Brief ->
Please list the eight case cities named in the text below about the battery electric bus study.

Authors: Chenzi Yiyang (GIZ) and Vincent Fremery (GIZ)

Study on Technical System of the Life Cycle of Battery Electric Buses

Against the backdrop of the 2030 carbon dioxide emission peaking and 2060 carbon neutrality goals proclaimed by Chinese President Xi Jinping, China’s “14th Five Year Plan for a Modern and Comprehensive Transportation System (2021-2025)” was published on January 18th, 2022. The plan highlights the development principle of green transition, people-oriented development, and innovation. It also confirms the significant role of New Energy Buses (NEB) in China’s strategy to carbon emission reduction in cities. As one of the indicators for “Green & Innovative Mobility”, 72% of China’s urban public buses are expected to be electric by 2025.

In the past decade, China has made remarkable progress in the promotion of NEBs. By the end of the year 2020, there were around 466,000 NEBs in China, of which 378,700 buses are Battery Electric Buses, accounting for 66% and 53.8% of the total amount of buses, respectively[1]. A number of cities, Shenzhen, Tianjin, Zhengzhou, just to name a few, have achieve 100% of bus fleet electrification. But challenges still exist. During the period of rapid vehicle electrification, issues such as lacking capacities for effective BEB system integration and procurement strategies, low operating efficiency, unreasonable layout planning of supporting and charging infrastructure facilities, and poor maintenance and service levels, are faced by many cities.

Figure 1: Development of NEB Proportion in China, 2010-2019
Source: China Academy of Transportation Sciences (CATS) of the Ministry of Transport of the People’s Republic of China (MoT)

With the aim to support China on the decarbonization of its transport system by further promoting and improving BEB efficiency, safety, cost-effectiveness, energy saving, and emission reduction impact, the Sino-German Cooperation on Low Carbon Transport (CLCT) project of the Deutsche Gesellschaft für Internationale Zusammenarbeit (GIZ) GmbH and the China Academy of Transportation Sciences (CATS) of the Ministry of Transport of the People’s Republic of China (MoT) conducted the “Study on Technical System of the Life Cycle of Battery Electric Buses” from 2020 to 2021.

The study follows the life cycle stations of battery electric buses, from its procurement, charging, operation, maintenance, to the decommissioning of batteries. It provides a technical guide for stakeholders in each of the procedures to achieve safety, efficiency, and sustainability. As part of the study, eight case cities covering various geographic area and social-economic level were identified: Zhengzhou, Chengdu, Shenzhen, Jinan, Guangzhou, Shenyang, Yinchuan, and Xi’an. Through surveys and interviews, the study collected first-hand data on the challenges, solutions, and best practices in these cities. Based on literature review, comparative analyses, field study, and expert consultations, the study then provides recommendations for all relevant stakeholders.

Stored data ->

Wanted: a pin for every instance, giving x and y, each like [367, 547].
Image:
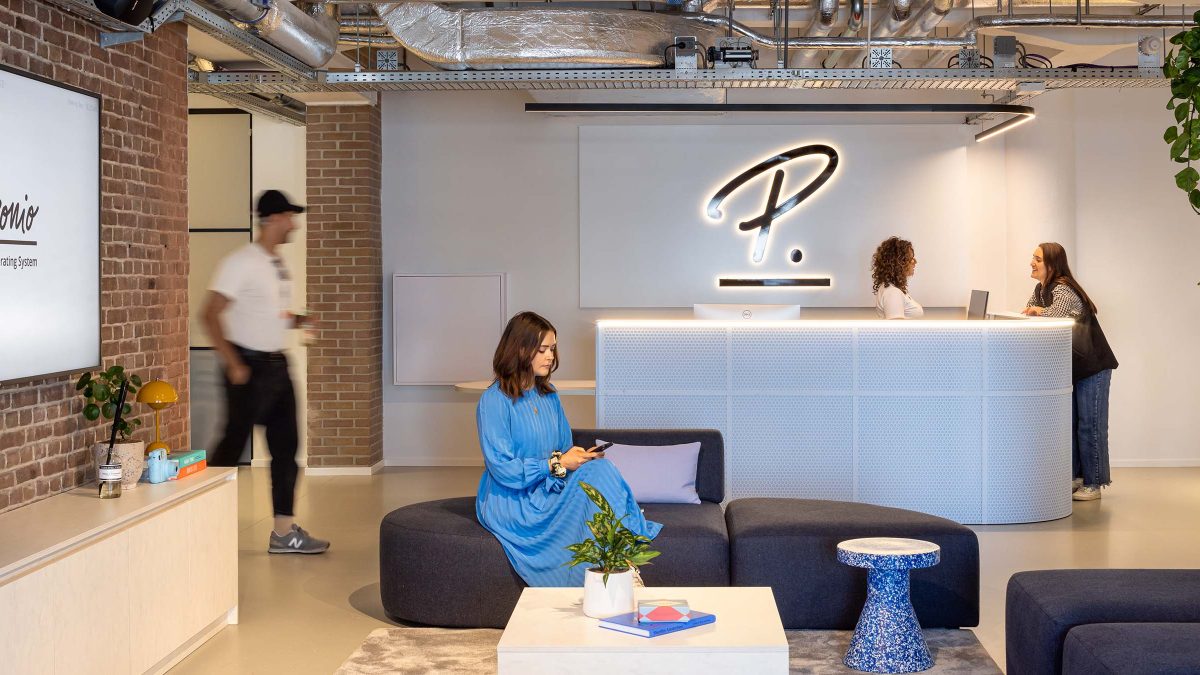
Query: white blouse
[894, 303]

Response to the exercise ->
Zhengzhou, Chengdu, Shenzhen, Jinan, Guangzhou, Shenyang, Yinchuan, Xi'an